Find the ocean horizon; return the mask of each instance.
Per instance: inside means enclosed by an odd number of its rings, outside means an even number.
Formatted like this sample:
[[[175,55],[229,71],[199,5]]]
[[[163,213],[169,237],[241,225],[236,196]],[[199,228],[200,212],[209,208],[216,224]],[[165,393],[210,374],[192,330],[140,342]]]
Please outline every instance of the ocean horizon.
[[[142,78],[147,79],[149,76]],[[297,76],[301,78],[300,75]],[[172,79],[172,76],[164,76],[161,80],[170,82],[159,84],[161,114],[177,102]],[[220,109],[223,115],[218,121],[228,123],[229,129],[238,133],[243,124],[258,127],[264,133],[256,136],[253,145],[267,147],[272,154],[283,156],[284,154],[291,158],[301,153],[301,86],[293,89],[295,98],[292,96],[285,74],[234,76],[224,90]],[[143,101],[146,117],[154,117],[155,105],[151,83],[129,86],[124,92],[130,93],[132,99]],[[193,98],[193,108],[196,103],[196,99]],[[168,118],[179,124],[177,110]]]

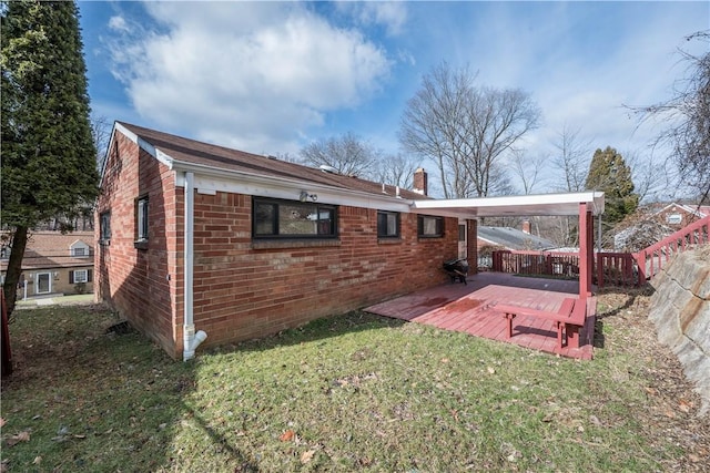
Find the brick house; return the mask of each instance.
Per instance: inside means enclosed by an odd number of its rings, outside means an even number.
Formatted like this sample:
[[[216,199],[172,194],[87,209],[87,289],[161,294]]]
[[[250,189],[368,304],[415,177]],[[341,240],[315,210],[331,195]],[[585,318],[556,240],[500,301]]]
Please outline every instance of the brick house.
[[[93,232],[30,233],[18,298],[93,292]],[[8,249],[0,246],[0,282],[4,281]]]
[[[476,220],[416,191],[116,122],[97,203],[95,296],[172,357],[447,280]],[[460,224],[460,226],[459,226]],[[199,330],[195,333],[195,330]]]

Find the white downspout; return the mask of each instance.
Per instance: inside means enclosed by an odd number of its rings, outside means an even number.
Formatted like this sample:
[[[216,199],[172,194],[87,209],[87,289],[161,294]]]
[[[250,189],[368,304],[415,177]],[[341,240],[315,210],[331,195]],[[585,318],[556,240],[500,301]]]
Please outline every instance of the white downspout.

----------

= What the exercise asks =
Starting at the first line of the listing above and going on through the line containing "Please outline every instance of the ocean", output those lines as a Markdown table with the columns Row and Line, numbering each row and leaving out blank lines.

= Response to the task =
| Row | Line |
|---|---|
| 1 | Find the ocean horizon; return the mask of each instance. |
| 2 | Per instance: inside means enclosed by an odd number of its rings, outside means an even number. |
| 3 | Formatted like this sample: |
| 4 | [[[175,55],[229,71],[199,5]]] |
| 5 | [[[163,213],[169,237],[241,225],[236,196]],[[199,228],[200,212],[209,208],[216,224]],[[165,393],[210,374],[192,330],[140,342]]] |
| 6 | Please outline every instance of the ocean horizon. |